### Work item
Please gather every line of the items below that contains the word "positive" and copy each such line unchanged.
<<<<
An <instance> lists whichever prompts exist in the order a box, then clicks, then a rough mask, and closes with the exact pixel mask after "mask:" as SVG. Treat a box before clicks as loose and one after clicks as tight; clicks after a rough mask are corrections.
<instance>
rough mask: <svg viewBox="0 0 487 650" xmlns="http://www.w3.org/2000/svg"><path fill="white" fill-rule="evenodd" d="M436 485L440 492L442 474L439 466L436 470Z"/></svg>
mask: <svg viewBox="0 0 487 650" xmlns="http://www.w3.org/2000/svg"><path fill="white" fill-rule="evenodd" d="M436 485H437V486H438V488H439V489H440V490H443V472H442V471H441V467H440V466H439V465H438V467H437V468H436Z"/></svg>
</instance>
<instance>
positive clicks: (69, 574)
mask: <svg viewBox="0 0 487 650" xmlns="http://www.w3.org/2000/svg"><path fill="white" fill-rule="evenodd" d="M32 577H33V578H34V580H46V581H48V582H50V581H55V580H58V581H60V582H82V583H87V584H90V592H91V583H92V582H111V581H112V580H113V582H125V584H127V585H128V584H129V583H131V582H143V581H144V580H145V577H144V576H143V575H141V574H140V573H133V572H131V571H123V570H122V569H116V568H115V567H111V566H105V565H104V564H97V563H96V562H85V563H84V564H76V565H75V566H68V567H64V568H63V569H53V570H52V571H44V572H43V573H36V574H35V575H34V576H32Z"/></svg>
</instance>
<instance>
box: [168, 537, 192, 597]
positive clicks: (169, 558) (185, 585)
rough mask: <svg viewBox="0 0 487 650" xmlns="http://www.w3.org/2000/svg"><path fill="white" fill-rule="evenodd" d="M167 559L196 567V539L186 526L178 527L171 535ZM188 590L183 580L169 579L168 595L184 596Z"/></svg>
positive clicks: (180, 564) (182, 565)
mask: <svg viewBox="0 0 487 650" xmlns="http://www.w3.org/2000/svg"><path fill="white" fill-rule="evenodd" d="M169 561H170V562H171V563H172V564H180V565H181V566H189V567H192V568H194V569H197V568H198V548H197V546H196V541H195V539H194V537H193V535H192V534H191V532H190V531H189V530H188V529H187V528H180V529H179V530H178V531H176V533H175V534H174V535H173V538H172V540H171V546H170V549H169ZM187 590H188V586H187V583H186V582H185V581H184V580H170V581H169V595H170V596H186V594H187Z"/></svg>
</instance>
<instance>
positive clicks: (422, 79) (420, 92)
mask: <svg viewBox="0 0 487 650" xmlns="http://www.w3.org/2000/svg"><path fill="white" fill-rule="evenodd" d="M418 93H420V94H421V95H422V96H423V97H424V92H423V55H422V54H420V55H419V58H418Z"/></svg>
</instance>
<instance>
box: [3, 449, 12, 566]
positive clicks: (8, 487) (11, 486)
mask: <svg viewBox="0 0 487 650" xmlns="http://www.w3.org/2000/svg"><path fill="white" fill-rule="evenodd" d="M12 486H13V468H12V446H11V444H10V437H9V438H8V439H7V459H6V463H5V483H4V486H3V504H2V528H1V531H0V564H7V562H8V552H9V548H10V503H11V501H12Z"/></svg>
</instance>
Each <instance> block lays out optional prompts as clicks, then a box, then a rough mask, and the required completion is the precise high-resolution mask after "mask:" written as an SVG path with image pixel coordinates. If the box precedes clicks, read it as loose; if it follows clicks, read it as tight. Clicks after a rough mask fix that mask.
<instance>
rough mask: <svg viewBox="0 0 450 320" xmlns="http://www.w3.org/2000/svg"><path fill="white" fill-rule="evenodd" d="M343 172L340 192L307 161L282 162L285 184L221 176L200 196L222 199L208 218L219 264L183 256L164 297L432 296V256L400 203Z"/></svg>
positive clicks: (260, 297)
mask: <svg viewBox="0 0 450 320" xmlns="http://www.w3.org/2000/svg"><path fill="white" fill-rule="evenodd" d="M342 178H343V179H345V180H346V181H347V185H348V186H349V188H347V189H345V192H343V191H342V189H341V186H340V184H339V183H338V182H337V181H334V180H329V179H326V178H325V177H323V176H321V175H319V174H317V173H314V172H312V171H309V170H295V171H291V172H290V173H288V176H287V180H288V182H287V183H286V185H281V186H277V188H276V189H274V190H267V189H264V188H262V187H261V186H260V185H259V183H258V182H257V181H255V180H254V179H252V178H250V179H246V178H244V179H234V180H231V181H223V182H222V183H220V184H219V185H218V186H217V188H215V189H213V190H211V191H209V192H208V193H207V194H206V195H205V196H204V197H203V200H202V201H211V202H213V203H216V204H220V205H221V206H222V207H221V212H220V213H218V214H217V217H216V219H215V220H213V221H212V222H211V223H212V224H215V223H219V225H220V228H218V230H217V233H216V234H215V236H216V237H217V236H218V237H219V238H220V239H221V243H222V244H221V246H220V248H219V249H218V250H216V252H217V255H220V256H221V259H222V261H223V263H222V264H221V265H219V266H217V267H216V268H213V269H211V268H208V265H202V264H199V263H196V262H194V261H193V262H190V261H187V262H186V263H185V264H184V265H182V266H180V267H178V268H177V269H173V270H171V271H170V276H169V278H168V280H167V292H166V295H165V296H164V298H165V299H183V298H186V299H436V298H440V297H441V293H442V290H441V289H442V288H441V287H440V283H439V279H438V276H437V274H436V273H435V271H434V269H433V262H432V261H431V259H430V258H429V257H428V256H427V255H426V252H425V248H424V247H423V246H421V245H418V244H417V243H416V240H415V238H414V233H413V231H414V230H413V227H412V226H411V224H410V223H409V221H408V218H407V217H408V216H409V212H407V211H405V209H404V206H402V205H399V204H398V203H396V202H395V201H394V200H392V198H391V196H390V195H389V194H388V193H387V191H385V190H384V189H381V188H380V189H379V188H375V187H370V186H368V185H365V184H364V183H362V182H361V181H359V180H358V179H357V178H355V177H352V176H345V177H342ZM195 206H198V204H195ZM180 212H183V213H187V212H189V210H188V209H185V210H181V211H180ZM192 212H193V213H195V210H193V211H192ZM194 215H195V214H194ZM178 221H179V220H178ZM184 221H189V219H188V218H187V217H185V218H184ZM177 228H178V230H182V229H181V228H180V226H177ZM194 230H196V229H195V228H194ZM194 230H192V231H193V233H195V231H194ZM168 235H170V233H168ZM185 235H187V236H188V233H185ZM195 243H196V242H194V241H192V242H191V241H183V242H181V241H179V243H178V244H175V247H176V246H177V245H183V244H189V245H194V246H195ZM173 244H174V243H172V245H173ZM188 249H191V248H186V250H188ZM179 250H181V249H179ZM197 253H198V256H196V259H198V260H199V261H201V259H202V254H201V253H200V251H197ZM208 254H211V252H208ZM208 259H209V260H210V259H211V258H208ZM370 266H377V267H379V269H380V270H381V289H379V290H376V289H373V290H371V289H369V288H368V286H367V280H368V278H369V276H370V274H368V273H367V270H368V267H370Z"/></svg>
>>>>
### Answer section
positive clicks: (69, 574)
positive clicks: (169, 558) (185, 585)
positive clicks: (180, 564) (182, 565)
positive clicks: (422, 79) (420, 92)
positive clicks: (8, 487) (11, 486)
positive clicks: (260, 297)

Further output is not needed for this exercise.